▶ Stated goal
Format the entries below as a two-column CSV with the header entry_text,answer, one row per entry. Each row holds the entry's text and its answer, each in a single double-quoted field with line breaks replaced by spaces.

▶ Material provided
>>>>>

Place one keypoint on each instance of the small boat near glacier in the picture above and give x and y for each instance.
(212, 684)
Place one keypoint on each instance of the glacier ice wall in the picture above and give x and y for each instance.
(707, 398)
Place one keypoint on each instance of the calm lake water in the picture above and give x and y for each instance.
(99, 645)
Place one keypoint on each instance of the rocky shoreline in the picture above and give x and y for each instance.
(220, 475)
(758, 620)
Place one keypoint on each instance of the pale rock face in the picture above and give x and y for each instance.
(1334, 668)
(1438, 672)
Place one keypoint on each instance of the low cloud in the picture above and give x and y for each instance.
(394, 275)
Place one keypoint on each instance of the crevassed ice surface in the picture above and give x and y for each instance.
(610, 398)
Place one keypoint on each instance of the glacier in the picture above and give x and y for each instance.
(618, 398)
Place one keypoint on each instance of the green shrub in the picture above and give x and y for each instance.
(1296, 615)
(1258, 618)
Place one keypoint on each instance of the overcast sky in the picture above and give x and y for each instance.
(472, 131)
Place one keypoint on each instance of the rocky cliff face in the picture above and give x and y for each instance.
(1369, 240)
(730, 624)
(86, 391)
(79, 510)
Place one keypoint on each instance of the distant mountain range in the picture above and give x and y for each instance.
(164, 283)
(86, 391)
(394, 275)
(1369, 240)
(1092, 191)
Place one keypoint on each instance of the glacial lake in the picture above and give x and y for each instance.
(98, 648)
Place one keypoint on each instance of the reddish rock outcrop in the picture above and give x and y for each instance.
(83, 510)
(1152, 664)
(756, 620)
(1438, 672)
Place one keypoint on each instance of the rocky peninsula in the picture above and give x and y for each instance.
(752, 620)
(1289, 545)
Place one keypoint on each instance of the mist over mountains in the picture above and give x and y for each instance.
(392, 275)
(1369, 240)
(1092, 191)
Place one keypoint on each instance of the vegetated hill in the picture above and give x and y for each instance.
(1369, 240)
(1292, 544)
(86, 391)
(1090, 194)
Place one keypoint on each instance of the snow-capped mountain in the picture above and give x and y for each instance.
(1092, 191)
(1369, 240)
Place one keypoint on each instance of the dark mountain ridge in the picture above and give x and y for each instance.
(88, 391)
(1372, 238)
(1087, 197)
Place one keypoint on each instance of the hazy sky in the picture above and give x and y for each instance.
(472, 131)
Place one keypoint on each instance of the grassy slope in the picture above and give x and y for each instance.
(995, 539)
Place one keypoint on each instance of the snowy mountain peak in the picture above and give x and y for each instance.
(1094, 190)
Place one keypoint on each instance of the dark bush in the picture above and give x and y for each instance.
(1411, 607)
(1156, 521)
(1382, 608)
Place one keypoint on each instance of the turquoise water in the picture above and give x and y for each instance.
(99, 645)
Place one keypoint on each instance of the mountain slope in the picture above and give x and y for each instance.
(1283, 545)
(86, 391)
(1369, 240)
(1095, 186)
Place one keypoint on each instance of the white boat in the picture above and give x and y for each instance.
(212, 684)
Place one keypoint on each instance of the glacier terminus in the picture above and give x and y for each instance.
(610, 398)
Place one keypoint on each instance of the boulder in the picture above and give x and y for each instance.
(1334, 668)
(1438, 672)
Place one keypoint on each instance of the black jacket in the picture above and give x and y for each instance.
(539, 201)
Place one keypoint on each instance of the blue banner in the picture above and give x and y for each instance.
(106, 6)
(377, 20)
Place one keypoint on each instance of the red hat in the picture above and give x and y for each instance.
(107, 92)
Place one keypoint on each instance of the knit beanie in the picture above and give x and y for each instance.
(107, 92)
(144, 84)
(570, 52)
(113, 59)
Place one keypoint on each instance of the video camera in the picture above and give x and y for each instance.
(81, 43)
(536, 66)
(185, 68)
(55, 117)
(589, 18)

<<<<<

▶ Full output
entry_text,answer
"Place one keypoint on each instance of the small boat near glacier in the picture above and give x and y for each instance.","(212, 684)"
"Place one keypoint on each instance of the glacier ice wall in the picture above and give x and y for each instance.","(707, 398)"
"Place one keypoint on each instance of the calm lake water in the picture above and give x and y for each instance.","(99, 645)"
"Place one keypoint on each instance of the rocky shoreline in the picture above and give x and y for each instance.","(220, 475) (758, 620)"
"Place one keypoint on each instance of the pale rock face in the picture above and give x and y for each instance.","(1334, 668) (1438, 672)"
"Place one keypoint on each instance of the low cloud in the picture above and give x and y for each instance.","(394, 275)"
"Place one keypoint on each instance of the crevassed ice surface in the picture above and give x and y for each instance.","(610, 398)"
"Place one keypoint on each instance of the glacier in the picture above and give x and y for each instance.","(618, 398)"
"Place one keypoint on each instance of the green shrub in the picture above and give x and y for each instance.","(1296, 615) (1258, 618)"
"Place one keypoint on each instance of the overcast sky in the picture above and give x and y for each instance.","(472, 131)"
"Place one keypoint on each instance of the rocky cliff face in the picture above and give x and y for each instance.","(1369, 240) (730, 624) (86, 391) (79, 510)"
"Place one keypoint on each instance of the distant mountain range in the picture above and give x and y for each instance.","(164, 283) (86, 391) (394, 275) (1369, 240) (1092, 191)"
"Place one keypoint on each instance of the glacial lake in the picture above and give x and y for each instance.","(98, 648)"
"Place one keypoint on each instance of the reddish rock outcrop in the picture above and give x and y for each instance.","(83, 510) (1152, 664) (756, 620) (1438, 672)"
"Place one keypoint on each instance of the rocky peninsula in the picture above and give x and y for each instance.","(752, 620) (1289, 545)"
"Place one keypoint on each instance of the mist over mountains in the picture above and give x and y for each instance.","(392, 275) (1369, 240) (1092, 191)"
"Place one keypoint on each instance of the vegetated hill in the picture above and give x and y for each instance.","(1369, 240) (1292, 544) (86, 391) (1090, 194)"
"Place one keypoint on each instance of the snow-capped mountain in the picture above and give x and y for each instance.","(1092, 191) (1369, 240)"
"Place one keypoint on each instance of the dark mountain ridge in the picture above and give x and y for each instance.","(88, 391) (1372, 238) (1087, 197)"
"Place one keypoint on each instance of the hazy sky in the picture above and give x and y for each instance.","(472, 131)"
"Place one keypoint on each instance of the grassy slope in the picture above and give x and y for each instance.","(995, 539)"
"Place one keypoint on each instance of the snowy mountain peak in the picture above and give x and y for each instance.","(1094, 190)"
"Place one keypoint on each instance of the dark bush in the picture above and give x and y for each instance.","(1411, 607) (1156, 521) (1382, 608)"
"Place one keypoint on each instance of the turquoise water in the picture above and give x and y for each instance.","(99, 645)"
"Place one keypoint on each instance of the mountain slope in the picture above and give x and y for each instance.","(1283, 545) (86, 391) (1369, 240) (1095, 186)"
"Place one keypoint on each instance of the white boat in the picture above and give x and y for each instance.","(212, 684)"
"Place one keypoint on each instance of the glacier terminus in the picture above and give x and y for each instance.","(610, 398)"
"Place one keypoint on each instance of the boulder in the picture above and give x and y for each instance.","(1334, 668) (1438, 672)"
"Place one keypoint on each instance of the black jacket in the picture above and give x and y for each instance.","(539, 201)"
"Place one keypoint on each instance of the blue banner in the picture above and give x and y for each instance.","(106, 6) (377, 20)"
"Place one keypoint on each instance of the red hat in the picture above and give x and y for each instance.","(107, 92)"
"Place one keypoint on each instance of the knit beanie in the picture above and give x and y for each instance.","(107, 92) (144, 84) (570, 52) (113, 59)"
"Place one keypoint on each instance of the video camera in the picture above and give x and y for each instance.","(81, 43) (536, 66) (185, 68) (55, 117) (589, 18)"